What the exercise asks
Please return every line of the records below that holds the word "floating".

Available data
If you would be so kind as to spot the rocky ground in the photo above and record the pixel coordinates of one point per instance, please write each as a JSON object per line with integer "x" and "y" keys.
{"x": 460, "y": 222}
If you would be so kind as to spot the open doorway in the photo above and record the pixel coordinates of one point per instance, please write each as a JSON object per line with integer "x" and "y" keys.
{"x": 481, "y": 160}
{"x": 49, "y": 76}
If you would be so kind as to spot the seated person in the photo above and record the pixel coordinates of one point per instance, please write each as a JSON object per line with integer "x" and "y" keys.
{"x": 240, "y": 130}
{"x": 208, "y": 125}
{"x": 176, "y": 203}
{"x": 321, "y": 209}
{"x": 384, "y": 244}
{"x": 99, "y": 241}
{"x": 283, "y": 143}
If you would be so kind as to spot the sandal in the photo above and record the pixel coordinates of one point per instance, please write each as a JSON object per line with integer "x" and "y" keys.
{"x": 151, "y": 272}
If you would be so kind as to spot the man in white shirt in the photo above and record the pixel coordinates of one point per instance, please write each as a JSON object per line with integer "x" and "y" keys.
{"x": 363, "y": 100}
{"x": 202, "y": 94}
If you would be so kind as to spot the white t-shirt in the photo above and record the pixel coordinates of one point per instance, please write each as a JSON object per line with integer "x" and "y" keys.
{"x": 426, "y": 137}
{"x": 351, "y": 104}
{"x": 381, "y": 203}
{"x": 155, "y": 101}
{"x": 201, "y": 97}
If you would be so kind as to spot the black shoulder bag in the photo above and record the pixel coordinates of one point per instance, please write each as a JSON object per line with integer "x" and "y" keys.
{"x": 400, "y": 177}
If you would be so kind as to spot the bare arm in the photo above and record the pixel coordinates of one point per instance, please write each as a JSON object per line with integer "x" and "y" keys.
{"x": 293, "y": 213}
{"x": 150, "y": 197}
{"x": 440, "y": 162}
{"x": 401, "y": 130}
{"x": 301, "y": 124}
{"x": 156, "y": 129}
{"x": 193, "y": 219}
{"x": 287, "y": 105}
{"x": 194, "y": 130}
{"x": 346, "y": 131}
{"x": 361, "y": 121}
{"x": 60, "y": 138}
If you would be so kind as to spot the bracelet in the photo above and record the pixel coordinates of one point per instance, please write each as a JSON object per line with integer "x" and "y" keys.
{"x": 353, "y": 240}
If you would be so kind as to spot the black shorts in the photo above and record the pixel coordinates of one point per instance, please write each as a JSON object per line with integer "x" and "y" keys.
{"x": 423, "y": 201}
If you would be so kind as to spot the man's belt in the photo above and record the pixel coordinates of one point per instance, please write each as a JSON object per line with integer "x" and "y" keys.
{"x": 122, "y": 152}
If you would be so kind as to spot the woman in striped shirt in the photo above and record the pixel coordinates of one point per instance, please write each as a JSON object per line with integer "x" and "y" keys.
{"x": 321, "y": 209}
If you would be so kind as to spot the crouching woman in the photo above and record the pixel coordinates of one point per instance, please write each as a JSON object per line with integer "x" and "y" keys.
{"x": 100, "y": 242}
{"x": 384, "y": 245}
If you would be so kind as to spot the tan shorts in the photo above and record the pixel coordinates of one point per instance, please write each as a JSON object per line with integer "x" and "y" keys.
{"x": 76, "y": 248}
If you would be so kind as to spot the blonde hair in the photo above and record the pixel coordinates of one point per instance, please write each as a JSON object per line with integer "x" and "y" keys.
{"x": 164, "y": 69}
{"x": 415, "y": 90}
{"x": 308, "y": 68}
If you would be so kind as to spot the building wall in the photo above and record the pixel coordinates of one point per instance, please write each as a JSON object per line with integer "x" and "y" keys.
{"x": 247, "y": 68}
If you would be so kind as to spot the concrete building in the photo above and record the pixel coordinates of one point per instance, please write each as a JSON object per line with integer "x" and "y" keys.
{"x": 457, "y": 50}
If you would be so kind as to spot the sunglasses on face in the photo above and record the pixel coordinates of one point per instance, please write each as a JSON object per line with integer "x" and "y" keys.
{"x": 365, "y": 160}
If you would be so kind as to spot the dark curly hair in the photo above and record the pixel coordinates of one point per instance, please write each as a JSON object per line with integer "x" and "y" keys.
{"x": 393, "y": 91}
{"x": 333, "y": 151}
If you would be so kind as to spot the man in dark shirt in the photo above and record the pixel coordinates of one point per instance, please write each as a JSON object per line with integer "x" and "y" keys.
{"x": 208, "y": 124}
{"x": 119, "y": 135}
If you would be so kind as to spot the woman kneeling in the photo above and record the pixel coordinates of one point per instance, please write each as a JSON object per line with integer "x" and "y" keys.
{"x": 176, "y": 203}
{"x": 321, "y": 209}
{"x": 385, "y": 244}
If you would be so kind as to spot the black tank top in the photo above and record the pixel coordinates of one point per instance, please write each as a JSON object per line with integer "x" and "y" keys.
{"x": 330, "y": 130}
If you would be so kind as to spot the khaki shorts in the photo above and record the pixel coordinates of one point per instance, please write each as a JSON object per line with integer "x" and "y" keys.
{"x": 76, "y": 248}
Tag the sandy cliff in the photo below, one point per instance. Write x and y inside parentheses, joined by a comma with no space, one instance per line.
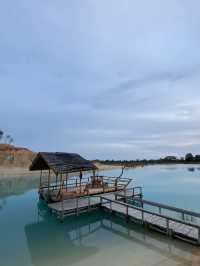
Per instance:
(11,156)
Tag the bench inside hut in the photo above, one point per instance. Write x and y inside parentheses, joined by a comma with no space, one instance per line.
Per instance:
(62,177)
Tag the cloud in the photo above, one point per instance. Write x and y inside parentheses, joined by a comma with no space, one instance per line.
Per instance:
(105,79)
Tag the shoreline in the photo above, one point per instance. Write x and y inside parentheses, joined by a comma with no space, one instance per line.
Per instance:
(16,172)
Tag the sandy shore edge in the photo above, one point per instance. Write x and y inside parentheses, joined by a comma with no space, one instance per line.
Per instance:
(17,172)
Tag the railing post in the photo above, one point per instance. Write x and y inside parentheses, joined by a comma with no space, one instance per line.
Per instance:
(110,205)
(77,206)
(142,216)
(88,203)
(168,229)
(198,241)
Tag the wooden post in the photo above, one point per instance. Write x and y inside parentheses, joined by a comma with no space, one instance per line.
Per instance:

...

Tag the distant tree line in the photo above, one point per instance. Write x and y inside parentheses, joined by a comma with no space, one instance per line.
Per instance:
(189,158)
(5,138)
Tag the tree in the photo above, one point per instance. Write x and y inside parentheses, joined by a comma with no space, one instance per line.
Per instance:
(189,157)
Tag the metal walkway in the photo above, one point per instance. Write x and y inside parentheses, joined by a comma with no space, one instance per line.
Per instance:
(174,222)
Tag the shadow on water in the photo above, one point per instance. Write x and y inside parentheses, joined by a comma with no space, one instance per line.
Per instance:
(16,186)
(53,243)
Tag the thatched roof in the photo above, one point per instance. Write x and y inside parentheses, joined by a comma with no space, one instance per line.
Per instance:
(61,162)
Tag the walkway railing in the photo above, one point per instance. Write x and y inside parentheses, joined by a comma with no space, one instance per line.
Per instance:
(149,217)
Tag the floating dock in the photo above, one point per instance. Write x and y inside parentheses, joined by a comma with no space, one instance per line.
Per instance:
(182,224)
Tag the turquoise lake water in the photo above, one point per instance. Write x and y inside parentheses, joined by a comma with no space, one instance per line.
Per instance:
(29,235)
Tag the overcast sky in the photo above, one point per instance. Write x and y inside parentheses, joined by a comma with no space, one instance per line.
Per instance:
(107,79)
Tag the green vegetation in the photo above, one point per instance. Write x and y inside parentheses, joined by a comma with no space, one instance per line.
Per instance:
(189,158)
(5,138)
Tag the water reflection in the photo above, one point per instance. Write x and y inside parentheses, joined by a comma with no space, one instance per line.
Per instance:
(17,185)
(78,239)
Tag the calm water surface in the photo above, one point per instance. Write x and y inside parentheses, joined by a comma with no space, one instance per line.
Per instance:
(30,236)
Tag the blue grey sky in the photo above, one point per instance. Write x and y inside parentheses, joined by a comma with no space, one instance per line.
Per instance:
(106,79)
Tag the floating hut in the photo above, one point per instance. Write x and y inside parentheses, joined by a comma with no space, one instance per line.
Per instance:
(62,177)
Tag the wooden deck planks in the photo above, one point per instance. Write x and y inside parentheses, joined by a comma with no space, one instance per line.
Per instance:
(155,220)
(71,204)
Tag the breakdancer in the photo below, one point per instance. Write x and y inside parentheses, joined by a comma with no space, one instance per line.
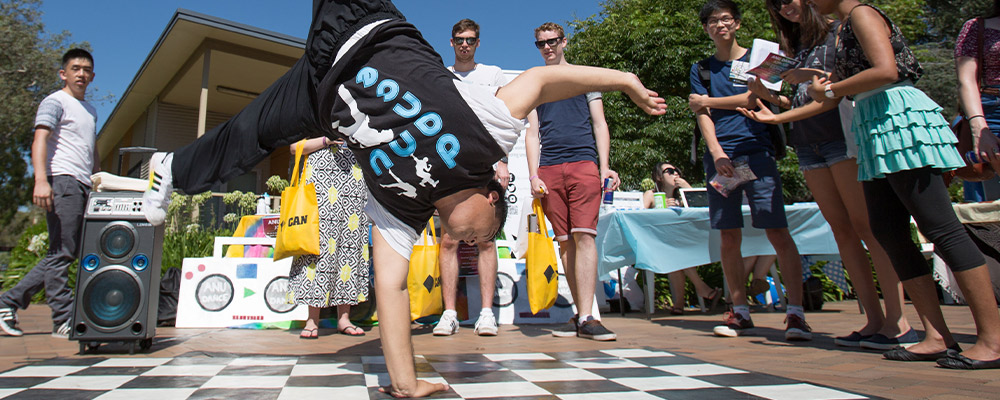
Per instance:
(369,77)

==

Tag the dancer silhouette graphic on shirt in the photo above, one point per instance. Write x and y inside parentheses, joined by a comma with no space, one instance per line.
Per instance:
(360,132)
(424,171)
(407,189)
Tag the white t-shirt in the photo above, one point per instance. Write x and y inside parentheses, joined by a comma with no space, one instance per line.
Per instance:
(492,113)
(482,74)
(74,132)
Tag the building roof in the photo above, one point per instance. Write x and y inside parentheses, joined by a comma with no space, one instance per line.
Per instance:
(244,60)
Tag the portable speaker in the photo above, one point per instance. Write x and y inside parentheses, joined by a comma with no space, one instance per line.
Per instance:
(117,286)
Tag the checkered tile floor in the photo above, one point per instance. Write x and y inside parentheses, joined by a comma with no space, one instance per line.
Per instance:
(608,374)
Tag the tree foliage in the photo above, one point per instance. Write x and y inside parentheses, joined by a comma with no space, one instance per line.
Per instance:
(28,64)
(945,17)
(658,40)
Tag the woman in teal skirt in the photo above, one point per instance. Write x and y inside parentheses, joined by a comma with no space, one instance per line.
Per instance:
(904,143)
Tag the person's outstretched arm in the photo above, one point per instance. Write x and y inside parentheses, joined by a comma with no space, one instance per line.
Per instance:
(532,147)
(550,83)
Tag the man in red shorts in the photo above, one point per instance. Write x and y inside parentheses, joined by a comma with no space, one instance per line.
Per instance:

Response to the task
Tag the floating dock in the photo above, one point per instance. Write x and y inside parentheses, joined by a comma with no space, one instance per line.
Tag the floating hut in the photo above, one point per instance. Write x and y inside parentheses, joined by a comma with no space, one instance per line.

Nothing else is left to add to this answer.